Goal
In the material below, rewrite the part that opens with the line containing "of the santa" and runs through the end of the material, changing "pin" to "marker" and leaving everything else as it is.

-------- Records --------

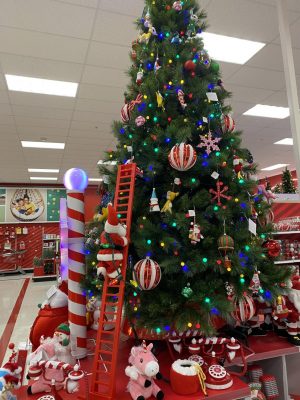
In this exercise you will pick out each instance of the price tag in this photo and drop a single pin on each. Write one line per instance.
(212, 96)
(215, 175)
(252, 226)
(51, 291)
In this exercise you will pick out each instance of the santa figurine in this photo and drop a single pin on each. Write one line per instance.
(112, 241)
(293, 305)
(54, 311)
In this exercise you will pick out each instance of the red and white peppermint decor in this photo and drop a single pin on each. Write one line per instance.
(182, 157)
(228, 124)
(244, 308)
(147, 273)
(76, 262)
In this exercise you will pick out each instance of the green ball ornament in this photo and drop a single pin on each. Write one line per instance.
(187, 291)
(215, 67)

--------

Result
In this exercise you will pick out each instance of the santa figurine in this photo and drop a single marker on each. Write one line per instance.
(112, 241)
(293, 305)
(54, 311)
In this exercise you will pick out each instance of the red and white peppermint decor in this photo and drop a single marker on each. Write one line per instance.
(182, 157)
(228, 124)
(244, 308)
(147, 273)
(76, 262)
In this exercise you will pick out each instance of the green ball ornament in this photo and drop a single marker on each. Write one line per instance.
(187, 291)
(215, 67)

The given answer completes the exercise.